### Problem statement
All the data below should be printed again without a single difference.

(Dataset items)
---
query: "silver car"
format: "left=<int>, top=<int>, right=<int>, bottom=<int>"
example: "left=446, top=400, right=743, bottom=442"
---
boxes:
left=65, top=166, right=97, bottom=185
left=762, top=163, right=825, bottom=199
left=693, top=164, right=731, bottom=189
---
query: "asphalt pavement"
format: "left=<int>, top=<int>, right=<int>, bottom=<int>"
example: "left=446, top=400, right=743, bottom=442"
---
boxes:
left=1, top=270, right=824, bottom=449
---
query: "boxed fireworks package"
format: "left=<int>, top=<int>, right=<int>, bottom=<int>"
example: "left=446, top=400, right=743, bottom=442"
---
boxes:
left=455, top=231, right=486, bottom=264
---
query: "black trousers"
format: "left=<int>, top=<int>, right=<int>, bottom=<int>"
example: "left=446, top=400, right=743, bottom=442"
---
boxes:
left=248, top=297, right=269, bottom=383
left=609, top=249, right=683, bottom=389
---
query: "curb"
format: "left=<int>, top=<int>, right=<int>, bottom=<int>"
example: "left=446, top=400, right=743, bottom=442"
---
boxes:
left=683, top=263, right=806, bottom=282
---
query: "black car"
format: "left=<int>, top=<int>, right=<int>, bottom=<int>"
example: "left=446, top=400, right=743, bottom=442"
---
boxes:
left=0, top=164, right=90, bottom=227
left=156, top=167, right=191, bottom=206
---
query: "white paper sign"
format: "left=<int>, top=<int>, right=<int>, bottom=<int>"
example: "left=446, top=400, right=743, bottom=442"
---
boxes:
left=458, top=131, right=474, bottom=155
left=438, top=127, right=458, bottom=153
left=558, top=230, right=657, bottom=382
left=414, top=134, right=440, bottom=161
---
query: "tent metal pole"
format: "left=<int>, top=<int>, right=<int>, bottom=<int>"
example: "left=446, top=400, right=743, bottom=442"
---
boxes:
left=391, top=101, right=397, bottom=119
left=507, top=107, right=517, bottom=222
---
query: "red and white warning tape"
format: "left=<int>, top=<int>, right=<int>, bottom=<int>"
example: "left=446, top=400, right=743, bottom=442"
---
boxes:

### Reply to the task
---
query: "silver car"
format: "left=<int>, top=<int>, right=<int>, bottom=<int>"
example: "left=446, top=400, right=743, bottom=442"
---
boxes:
left=65, top=166, right=97, bottom=185
left=762, top=163, right=825, bottom=199
left=693, top=164, right=731, bottom=189
---
query: "asphalt pavement"
format: "left=<int>, top=<int>, right=<int>, bottom=<int>"
example: "left=446, top=400, right=743, bottom=442"
---
boxes:
left=1, top=270, right=824, bottom=449
---
query: "boxed fireworks package"
format: "left=<int>, top=<int>, right=<int>, bottom=<int>"
example: "left=446, top=400, right=743, bottom=442"
---
boxes:
left=455, top=231, right=486, bottom=264
---
query: "black trousers"
format: "left=<int>, top=<int>, right=<int>, bottom=<int>"
example: "left=446, top=400, right=743, bottom=442"
---
boxes:
left=248, top=297, right=269, bottom=383
left=609, top=249, right=683, bottom=389
---
query: "curb"
format: "left=<int>, top=<int>, right=<int>, bottom=<int>"
example: "left=446, top=400, right=743, bottom=442"
---
boxes:
left=683, top=263, right=806, bottom=282
---
query: "black car"
format: "left=<int>, top=<int>, right=<int>, bottom=<int>"
example: "left=446, top=400, right=743, bottom=442"
---
boxes:
left=0, top=164, right=90, bottom=227
left=156, top=167, right=191, bottom=206
---
query: "white paper sign"
format: "left=<int>, top=<int>, right=<int>, bottom=<int>"
example: "left=446, top=400, right=743, bottom=442"
---
boxes:
left=458, top=131, right=474, bottom=155
left=438, top=127, right=458, bottom=153
left=558, top=230, right=657, bottom=382
left=414, top=134, right=440, bottom=161
---
query: "tent metal pole"
format: "left=<int>, top=<int>, right=<int>, bottom=<int>"
example: "left=446, top=400, right=743, bottom=442"
---
boxes:
left=391, top=101, right=397, bottom=119
left=507, top=107, right=517, bottom=222
---
query: "red and white warning tape"
format: "left=<int>, top=<int>, right=<int>, bottom=<int>"
example: "left=446, top=400, right=743, bottom=442"
---
boxes:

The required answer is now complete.